• **Data shown**:
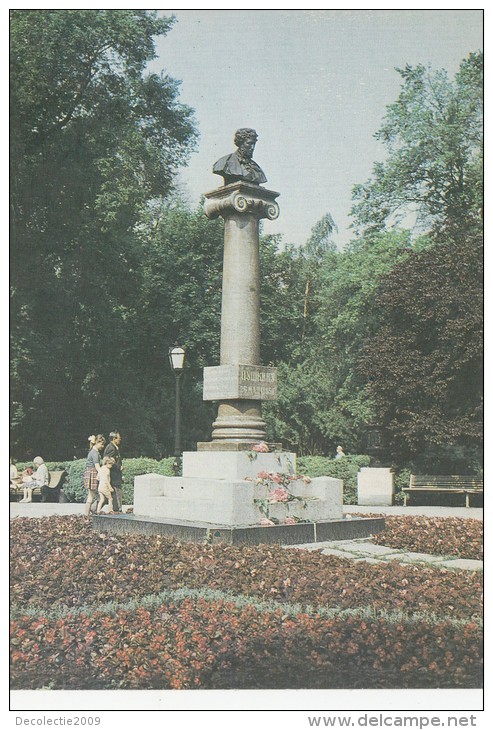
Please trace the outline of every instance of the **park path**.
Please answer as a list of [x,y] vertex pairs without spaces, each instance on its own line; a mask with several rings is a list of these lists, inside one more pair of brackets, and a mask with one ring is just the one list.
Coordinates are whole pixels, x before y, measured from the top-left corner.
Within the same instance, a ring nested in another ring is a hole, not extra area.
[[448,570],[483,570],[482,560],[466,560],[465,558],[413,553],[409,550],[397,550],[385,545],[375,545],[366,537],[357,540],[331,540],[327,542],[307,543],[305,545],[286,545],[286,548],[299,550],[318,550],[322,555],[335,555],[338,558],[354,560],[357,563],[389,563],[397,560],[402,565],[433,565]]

==

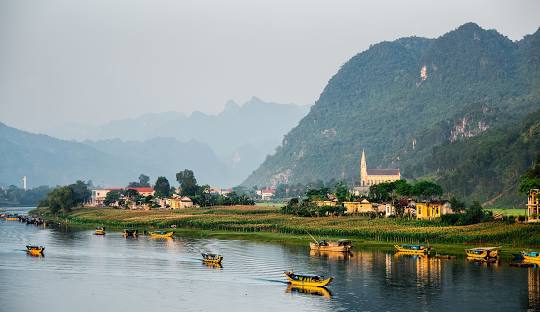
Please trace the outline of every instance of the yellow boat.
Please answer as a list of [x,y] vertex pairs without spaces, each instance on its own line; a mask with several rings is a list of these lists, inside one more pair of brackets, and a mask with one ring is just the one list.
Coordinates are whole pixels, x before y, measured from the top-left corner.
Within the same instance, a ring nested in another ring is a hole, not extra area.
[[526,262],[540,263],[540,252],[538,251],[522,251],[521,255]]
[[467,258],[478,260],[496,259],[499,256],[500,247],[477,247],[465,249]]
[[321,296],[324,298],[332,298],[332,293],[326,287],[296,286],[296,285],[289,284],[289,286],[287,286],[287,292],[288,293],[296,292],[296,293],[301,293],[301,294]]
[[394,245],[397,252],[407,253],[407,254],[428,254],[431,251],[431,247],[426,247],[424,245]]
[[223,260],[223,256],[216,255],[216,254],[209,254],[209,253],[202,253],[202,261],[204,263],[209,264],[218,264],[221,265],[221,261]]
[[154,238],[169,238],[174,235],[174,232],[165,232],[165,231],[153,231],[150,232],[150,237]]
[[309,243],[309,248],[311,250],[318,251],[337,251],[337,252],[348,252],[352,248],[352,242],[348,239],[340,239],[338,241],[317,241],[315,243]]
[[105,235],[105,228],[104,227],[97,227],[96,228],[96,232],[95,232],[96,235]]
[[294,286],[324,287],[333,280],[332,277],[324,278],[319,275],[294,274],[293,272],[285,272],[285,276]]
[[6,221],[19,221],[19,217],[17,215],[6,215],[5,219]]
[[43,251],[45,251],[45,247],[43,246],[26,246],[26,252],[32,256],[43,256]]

• **Exercise brief**: Copy out every line of the material above that mentions the word "Please".

• **Exercise result**:
Please trace the outline of every instance of the **park path**.
Please answer as a list of [x,y] vertex pairs without spaces, each instance on its own line; a mask with several rings is a list of these lists, inside one more pair of brackets, and a mask with one ring is just the one list.
Please trace the outline of every instance of the yellow boat.
Please answer as a list of [x,y] vertex pairs without spaces, each instance on its own line; a mask with several rings is a list of these lists, inside one more pair of brackets, and a mask with one ring is just the one list.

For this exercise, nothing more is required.